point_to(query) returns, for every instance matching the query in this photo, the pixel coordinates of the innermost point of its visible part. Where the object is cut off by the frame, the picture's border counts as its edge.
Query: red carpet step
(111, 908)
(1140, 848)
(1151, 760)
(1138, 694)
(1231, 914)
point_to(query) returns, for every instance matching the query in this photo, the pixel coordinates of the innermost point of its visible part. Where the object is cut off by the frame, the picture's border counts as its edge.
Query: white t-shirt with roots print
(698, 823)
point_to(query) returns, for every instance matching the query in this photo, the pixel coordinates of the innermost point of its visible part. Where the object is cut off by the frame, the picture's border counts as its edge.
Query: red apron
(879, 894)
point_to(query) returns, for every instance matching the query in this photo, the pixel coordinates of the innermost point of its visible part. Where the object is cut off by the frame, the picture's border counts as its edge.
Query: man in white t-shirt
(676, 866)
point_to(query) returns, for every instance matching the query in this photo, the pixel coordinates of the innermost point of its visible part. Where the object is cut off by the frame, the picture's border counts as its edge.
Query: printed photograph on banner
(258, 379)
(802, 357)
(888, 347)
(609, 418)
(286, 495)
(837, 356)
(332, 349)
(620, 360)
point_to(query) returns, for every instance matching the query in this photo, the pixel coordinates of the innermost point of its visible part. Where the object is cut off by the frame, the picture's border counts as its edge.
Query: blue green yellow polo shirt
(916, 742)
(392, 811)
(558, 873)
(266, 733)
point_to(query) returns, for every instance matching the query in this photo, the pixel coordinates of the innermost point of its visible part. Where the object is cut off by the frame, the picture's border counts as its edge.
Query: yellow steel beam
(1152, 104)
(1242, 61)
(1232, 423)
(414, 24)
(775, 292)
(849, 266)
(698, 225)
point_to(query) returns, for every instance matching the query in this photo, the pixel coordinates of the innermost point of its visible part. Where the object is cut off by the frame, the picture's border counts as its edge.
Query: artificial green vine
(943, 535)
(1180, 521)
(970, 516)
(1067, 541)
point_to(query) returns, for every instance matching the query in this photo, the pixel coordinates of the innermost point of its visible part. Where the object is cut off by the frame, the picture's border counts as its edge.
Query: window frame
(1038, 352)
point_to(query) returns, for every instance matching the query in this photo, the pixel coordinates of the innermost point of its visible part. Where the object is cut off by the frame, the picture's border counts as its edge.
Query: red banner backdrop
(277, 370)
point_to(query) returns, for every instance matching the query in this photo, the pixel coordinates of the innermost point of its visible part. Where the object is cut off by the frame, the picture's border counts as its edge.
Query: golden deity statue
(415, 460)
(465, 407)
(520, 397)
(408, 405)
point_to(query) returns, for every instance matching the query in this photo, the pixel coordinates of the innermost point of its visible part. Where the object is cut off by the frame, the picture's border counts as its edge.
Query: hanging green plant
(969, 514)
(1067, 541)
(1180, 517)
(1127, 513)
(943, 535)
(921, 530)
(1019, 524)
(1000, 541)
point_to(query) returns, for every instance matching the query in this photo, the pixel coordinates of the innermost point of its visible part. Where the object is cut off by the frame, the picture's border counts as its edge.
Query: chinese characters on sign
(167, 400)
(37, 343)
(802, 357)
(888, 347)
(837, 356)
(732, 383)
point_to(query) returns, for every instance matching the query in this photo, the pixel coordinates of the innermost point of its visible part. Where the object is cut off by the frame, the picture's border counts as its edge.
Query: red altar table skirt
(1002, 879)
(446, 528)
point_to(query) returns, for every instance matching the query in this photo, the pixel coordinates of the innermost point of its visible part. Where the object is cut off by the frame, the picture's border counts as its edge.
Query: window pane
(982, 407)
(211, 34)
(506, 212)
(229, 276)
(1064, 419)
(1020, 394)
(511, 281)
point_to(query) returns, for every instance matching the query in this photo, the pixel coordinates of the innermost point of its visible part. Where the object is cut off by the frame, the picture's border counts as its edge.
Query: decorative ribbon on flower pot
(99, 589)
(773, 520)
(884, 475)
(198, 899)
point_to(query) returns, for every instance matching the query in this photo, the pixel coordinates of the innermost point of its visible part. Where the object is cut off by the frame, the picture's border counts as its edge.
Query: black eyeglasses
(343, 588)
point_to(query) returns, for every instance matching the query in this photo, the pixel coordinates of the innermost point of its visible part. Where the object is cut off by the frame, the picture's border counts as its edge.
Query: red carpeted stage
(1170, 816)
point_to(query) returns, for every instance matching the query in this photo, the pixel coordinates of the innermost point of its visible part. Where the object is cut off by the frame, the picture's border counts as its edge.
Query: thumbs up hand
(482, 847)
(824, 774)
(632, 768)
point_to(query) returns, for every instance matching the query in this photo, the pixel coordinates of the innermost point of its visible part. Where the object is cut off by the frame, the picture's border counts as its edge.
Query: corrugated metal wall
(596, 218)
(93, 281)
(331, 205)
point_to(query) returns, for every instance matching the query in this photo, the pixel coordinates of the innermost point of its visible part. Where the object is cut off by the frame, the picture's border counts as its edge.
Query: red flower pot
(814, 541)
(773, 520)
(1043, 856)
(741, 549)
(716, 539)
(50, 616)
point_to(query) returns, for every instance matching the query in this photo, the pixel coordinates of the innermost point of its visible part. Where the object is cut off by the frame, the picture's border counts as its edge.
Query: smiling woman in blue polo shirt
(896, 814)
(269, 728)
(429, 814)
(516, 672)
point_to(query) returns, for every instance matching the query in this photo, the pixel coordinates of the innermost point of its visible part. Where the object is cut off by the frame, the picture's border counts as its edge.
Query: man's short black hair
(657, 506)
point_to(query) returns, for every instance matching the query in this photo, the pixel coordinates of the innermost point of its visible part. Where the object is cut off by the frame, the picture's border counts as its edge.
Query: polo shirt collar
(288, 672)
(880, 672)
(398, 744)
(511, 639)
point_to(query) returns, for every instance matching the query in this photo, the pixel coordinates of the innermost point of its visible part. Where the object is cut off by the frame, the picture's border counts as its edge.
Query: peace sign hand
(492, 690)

####################

* EXERCISE REQUIREMENTS *
Repeat all of the data exactly.

* RESULT FOR THIS TASK *
point_to(query) returns, for every instance matching the query in this photo, the pixel coordinates of the innermost point of its visible part. Where the object is cut off by the frame, the picture's border counts as its edge.
Query: red carpet step
(111, 908)
(1140, 848)
(1151, 760)
(1138, 694)
(1231, 914)
point_to(query) returns, for every instance matching the query in this photo, the pixel coordinates of the innermost point of its visible part. Where the object is cut off by the frame, the picture's border counts as its edge.
Query: white t-shirt with roots print
(698, 823)
point_to(query) returns, for every instance matching the query in this photo, the pixel coordinates of the innermost point of its visible part. Where the object is cut off by the frame, the picture's border counts as its edge.
Query: red apron
(879, 894)
point_to(query) returns, for every instance matching the query in this photo, the pixel coordinates of the innermost point of its visible part. Where the object is cut off by the frame, the picture's border counts as its edge.
Query: man in white t-shirt
(676, 866)
point_to(query) returns, for every instance matching the query in this photo, the pixel coordinates of the innermost point of its visible part. Where the object is cut off by the frame, the picture's border counts as its edge.
Query: printed photograph on banner
(258, 379)
(802, 357)
(888, 347)
(609, 418)
(286, 495)
(837, 356)
(332, 349)
(620, 360)
point_to(query) returns, for every instance matching the query in this photo, the pixel coordinates of the innermost point of its visible part. Where the object is cut off by the frame, the picture's border counts as its edge.
Query: blue green yellow polo shirt
(916, 742)
(392, 811)
(558, 873)
(266, 733)
point_to(query) returns, for every instance matching the query in this photo, the pixel coordinates of the innermost point of its visible part. Where the object is cut off by the frame, the picture's border counts as its edge.
Query: yellow steel beam
(1152, 104)
(1242, 61)
(1232, 423)
(414, 24)
(775, 292)
(849, 266)
(698, 225)
point_to(query) returns, for every instance matching the query in this photo, the pixel coordinates of the innermost point of its visible part. Where the object is cut off by the frame, the picture's border counts as its edge.
Query: artificial green vine
(943, 535)
(1180, 521)
(970, 516)
(1067, 541)
point_to(query) returns, for every instance matching the query in this photo, the pixel coordinates of the innermost point of its visible part. Where the object is cut off by the frame, the picture's border counts as its edge.
Query: window frame
(1038, 352)
point_to(query) returns, for every instance matching the query in this photo, the pixel coordinates of the innermost point of its visible part. Where the object is cut off by the frame, the picture's border counts as its edge.
Query: red banner backdrop
(277, 370)
point_to(query) returns, for every instance matching the query in this photo, the pixel coordinates of the innermost point of its visible part. Where the object is cut off by the frame, the picture's border counts as its edge.
Query: golden deity statue
(415, 460)
(465, 407)
(520, 397)
(408, 405)
point_to(query) returns, for every instance matching the query in this photo, the pixel coordinates of the innermost point of its visible part. Where the object is cut off by the frame, the picture's border counts as its edge.
Query: hanging green plant
(969, 514)
(1067, 541)
(1180, 517)
(1127, 513)
(943, 535)
(921, 530)
(1019, 524)
(1000, 541)
point_to(query) returns, for every instance matching the query in this photo, the pixel coordinates of the innermost point of its visible part. Where the object is cut off by the frame, the picture's border counts as its edge.
Query: chinese characters on sign
(167, 400)
(37, 343)
(802, 357)
(888, 347)
(837, 356)
(732, 383)
point_to(query) returns, for every instance matching the query in this photo, the pixel coordinates of the innermost point of its visible part. Where the object is cut off by the frame, the picture's border counts as its edge.
Query: red altar table skirt
(1002, 879)
(446, 528)
point_to(query) returns, for every instance matching the query in this photo, the pixel coordinates of the innermost point of its visible part. Where the object is cut off by the frame, the picture's border counts as its edge.
Query: window pane
(982, 407)
(211, 34)
(506, 212)
(229, 276)
(1064, 419)
(1020, 394)
(511, 281)
point_to(query) returns, for every instance matching the query in this photo, the pixel coordinates of the innermost point of its visible part. Where the object is cut off by the frame, the picture's border counts as its edge.
Query: decorative ribbon on flower pot
(99, 589)
(773, 520)
(884, 475)
(198, 899)
point_to(query) returns, for every instance matching the query in this photo, the pixel coordinates of the innermost point of its visible part. Where the object is cut off by the frame, the picture's border counts as its edge.
Query: black eyeglasses
(343, 588)
point_to(query) returns, for every instance matching the query in this photo, the pixel coordinates of the innermost point of its visible part. Where the object is cut off by the frame, the picture's border counts as its edge.
Query: red carpeted stage
(1170, 816)
point_to(query) returns, for every instance matching the query in this photo, the pixel coordinates of the innermost point of its visible part. Where the object is cut off by the frame, the picture's border counts as its edge.
Query: thumbs up hand
(482, 847)
(824, 774)
(632, 768)
point_to(query) returns, for every instance matching the query in this photo, the pixel coordinates of the innermost point of its visible part. Where the object is cut off by the frame, the picture's border counts as its edge.
Query: corrugated metal wall
(596, 218)
(93, 281)
(331, 205)
point_to(query) returns, for every instance matching the query in this photo, the pixel coordinates of the innermost point of its visible part. Where the object is cut off by the frame, the picture's border counts as its edge.
Query: red flower pot
(814, 541)
(773, 520)
(1043, 856)
(741, 549)
(716, 539)
(50, 616)
point_to(query) returns, for every instance matching the query in this photo, the pixel coordinates of the innermost point of its visible part. Where the object is cut off by the frame, the picture's border counts as its edge.
Query: smiling woman in blue polo shirt
(896, 814)
(269, 728)
(429, 814)
(516, 672)
point_to(query) returns, for every instance matching the query in this photo, the pixel coordinates of the innermost point of its visible part. Where the object is cut off by the frame, the picture's border counts as its edge.
Query: man's short black hair
(657, 506)
point_to(query) returns, for every instance matching the query in this photo, the pixel coordinates of the innermost point of its visible part. Where the object is cut off by the frame, the picture's border counts as its edge.
Query: polo shirt collar
(288, 672)
(880, 672)
(398, 744)
(511, 639)
point_to(query) returns, for every instance matching the query in this photo, the pixel coordinates of the innermost point of its visible part. Where the object is cut off by the frame, the picture's border counts as its edge.
Query: peace sign hand
(492, 690)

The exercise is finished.